# [Given problem 1]
In the chocolate recipe guide, why does bacon go well with chocolate? Answer in one to three sentences.
# [Given problem 2]
Extend the chocolate recipe guide from its last sentence.

# [Text extract]

Pick up the ingredients for these 10 unusual chocolate creations on your travels around the UK. They’re all inspired by Roald Dahl and his ‘revolting recipes’, and are surprisingly delicious…
2016 marks 100 years since the birth of Roald Dahl, Britain’s master children’s storyteller. The Charlie and the Chocolate Factory creator loved including weird and wonderful foods in his books, from the BFG’s dreaded snozzcumbers to Willy Wonka’s chocolate river. Inspired by Dahl’s ‘revolting recipes’ we’ve come up with 10 surprisingly delicious chocolate creations (we’re calling them ‘disgustilicious’), all using ingredients that really shouldn’t work together… but do.
Wherever you’re staying in the UK this summer, you’re bound to discover a foodie gem nearby, if you know where to look. As well as farm shops and delis, we’ve unearthed more unusual places like lavender farms, vineyards and even a chilli farm, all near 10 classic hotels.
Your ‘disgustilicious’ adventure…
No trip to the Lake District would be complete without a few foodie treats: sticky toffee pudding from Cartmel, or a trip to a gorgeous gastropub like The Drunken Duck. Cumbria also has a rich tradition of quality butchery. Pick up a packet of dry-cured Cumberland bacon from RB Woodhall, an 8th-generation family butchers in Waberthwaite. Use it to make chocolate bacon. Yes, really. These two foods might seem like they shouldn’t cross paths but in fact the salty, umami hit of the bacon is an excellent partner for creamy choc, which is why you’ll find recipes for chocolate bacon all over the internet.
The Wye Valley and Herefordshire are Britain’s blackcurrant growing heartlands. Most of the berries end up in a famous drink beginning with R but, for something different, seek out the fragrant cordials made by Pixley Berries. Take a bottle home and use it to make a chocolate, blackcurrant and liquorice cake – an eccentric combination championed by Nigella Lawson in Simply Nigella. Matilda’s Bruce Bogtrotter wouldn’t be able to resist a slice or three of this one.
Planning a stay at Dartington Hall? Don’t miss a trip to the nearby South Devon Chilli Farm, a favourite of Jamie Oliver. The farm grows around 200 varieties of chilli plants, including the infamously fiery ghost chilli. Buy some fresh or dried chillies to take home and use them to make a tongue-tingling cup of chilli hot chocolate.
A glass of red wine and a square (or three) of dark chocolate is an established combination. But surely mixing them together is madness? Not necessarily. A splash of red wine adds depth to chocolate cake, or try hot chocolate with red wine. You’ll find decent reds made in England these days, too – pick up a bottle of Dedham Vale reserve from its vineyard near the Stoke by Nayland Hotel.
White chocolate with cucumber? It’s enough to make the BFG spit out his frobscottle. Yet chefs have been using white choc with savoury ingredients for years now, like this white chocolate mousse with dill and cucumber. It’s also an unlikely flavour combination in one of chocolatier Rococo‘s limited-edition Roald Dahl bars. Pick up a bar of quality white chocolate from Maisie’s Chocolate Shop in Llandudno.

# [Listed records]
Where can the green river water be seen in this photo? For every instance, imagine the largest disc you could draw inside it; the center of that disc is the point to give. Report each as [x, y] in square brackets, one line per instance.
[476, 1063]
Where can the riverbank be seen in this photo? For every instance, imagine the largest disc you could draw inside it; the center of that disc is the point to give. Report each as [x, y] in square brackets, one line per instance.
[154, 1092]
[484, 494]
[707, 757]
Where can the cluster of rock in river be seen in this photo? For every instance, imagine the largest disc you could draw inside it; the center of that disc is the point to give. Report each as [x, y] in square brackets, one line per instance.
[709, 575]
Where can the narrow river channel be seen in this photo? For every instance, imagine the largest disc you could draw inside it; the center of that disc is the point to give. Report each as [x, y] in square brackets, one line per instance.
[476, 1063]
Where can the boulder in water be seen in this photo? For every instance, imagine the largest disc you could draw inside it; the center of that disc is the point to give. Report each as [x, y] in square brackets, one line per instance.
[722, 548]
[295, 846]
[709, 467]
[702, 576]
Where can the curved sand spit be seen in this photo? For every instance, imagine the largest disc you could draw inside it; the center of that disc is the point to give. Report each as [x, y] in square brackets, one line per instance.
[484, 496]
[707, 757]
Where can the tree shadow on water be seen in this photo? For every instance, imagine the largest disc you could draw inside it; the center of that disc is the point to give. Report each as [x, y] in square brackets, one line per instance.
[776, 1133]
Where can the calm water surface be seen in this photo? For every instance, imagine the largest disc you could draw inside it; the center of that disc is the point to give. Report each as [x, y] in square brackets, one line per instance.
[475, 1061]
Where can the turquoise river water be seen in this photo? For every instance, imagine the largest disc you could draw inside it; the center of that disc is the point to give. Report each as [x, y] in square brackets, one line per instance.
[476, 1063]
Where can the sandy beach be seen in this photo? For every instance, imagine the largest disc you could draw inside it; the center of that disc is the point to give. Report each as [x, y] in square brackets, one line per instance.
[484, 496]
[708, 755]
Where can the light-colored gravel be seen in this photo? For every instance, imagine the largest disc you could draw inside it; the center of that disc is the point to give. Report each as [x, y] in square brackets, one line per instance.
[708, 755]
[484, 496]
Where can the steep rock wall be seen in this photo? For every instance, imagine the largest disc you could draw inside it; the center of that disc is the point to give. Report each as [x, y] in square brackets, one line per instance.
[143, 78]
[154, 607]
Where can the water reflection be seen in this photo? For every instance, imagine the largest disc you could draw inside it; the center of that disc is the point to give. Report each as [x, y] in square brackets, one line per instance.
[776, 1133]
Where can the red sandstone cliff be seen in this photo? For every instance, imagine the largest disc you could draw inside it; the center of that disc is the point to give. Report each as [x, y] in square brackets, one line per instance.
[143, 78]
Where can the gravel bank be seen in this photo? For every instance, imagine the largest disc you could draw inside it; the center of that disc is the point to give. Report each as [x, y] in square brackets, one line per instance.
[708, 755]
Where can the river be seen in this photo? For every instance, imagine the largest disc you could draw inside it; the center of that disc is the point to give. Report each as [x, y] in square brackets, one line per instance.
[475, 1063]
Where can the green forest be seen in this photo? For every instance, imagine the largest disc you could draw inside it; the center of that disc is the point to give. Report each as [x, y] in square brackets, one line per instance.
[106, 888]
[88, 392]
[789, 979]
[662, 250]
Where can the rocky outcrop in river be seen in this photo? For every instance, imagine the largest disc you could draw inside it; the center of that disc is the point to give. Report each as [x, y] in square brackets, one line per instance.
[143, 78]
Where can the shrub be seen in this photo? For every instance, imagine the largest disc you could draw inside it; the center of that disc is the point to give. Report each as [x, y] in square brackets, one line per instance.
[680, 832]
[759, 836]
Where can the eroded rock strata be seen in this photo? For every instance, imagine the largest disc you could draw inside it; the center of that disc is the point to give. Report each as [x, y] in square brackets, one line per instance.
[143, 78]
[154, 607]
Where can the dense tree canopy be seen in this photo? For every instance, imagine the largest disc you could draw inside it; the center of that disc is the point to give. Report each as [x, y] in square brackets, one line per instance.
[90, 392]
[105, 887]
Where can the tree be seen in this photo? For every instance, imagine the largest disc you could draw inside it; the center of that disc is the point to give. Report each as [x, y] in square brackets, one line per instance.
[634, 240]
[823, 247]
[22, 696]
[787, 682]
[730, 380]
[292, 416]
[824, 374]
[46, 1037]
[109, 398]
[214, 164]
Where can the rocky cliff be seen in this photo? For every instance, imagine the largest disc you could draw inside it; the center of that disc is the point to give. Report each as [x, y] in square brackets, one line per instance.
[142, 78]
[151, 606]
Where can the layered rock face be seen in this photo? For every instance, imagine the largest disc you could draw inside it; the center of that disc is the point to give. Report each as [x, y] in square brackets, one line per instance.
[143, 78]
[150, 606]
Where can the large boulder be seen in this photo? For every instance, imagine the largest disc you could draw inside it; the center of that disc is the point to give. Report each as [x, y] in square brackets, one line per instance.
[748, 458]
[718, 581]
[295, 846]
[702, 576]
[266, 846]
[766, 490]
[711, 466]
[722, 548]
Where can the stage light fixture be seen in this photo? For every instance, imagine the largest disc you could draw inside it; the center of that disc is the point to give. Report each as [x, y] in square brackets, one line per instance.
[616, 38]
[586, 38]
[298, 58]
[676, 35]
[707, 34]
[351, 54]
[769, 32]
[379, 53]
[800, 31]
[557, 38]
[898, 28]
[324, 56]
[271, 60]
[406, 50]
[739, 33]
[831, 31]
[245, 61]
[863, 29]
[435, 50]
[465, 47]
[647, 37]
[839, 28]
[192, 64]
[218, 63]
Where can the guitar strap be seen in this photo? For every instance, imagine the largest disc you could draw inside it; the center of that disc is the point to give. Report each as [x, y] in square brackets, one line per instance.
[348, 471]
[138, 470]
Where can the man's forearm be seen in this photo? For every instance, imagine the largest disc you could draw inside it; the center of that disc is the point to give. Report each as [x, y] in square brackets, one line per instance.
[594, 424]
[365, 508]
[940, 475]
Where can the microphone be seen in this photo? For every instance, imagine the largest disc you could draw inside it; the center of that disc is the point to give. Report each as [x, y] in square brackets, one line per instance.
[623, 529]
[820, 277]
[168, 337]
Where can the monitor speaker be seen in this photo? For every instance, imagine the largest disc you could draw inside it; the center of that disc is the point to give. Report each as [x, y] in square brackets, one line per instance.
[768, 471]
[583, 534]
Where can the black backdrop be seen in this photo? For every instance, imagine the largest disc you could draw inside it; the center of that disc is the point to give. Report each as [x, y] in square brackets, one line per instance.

# [Exercise answer 1]
The salty, umami hit of the bacon is an excellent partner for creamy chocolate. That is why you'll find recipes for chocolate bacon all over the internet.

# [Exercise answer 2]
Take a trip out of Salisbury into the nearby New Forest and visit one of its more unusual attractions, a lavender farm. As well as the hazy blue fields at the New Forest Lavender Farm, there’s a tea room and a nursery. Take some edible lavender home to make chocolate lavender shortbread – a weird yet wonderful combination worthy of Willy Wonka himself.
Gliffaes Hotel in the Brecon Beacons is a short drive to foodie favourite, Abergavenny. This charming market town hosts one of Britain’s best-loved food festivals each autumn, and is also home to Marches Deli, where you can pick up a bottle of Manoli extra virgin olive oil. Drizzle this peppery Cretan olive oil over scoops of dark chocolate ice cream and sprinkle a little sea salt on top. Many chefs and gelato shops use this disgustilicious combination to enhance the flavour of the ice cream.
8. Stay: Hintlesham Hall Hotel, Suffolk
You’ve probably heard of Nigella’s chocolate Guinness cake, but quality beer works just as well with chocolate in a bake (Tom Kerridge is a fan of this combo). If you’re staying in Suffolk, don’t miss a trip to St Peter’s Brewery. Take a tour of the brewery to learn more about its traditional-style bitters and ales, or dine in its beautiful restaurant in St Peter’s Hall. The building dates from 1280 and has its very own moat. Don’t forget to leave space in your car boot to take some of those beers home.
Hythe is only a short car journey away from Rye, one of England’s prettiest towns. Its cobbled lanes are home to a variety of coffee shops, quality restaurants and the excellent Rye Deli. Pick up dried chillies and cinnamon sticks from its spice selection to make the classic Mexican dish mole poblano. This dark, rich sauce is often served over chicken or as the base for a stew, and it’s full of – guess, what – chocolate. Sceptical? The chocolate helps moderate the heat of the chillies and adds flavour depth to the sauce.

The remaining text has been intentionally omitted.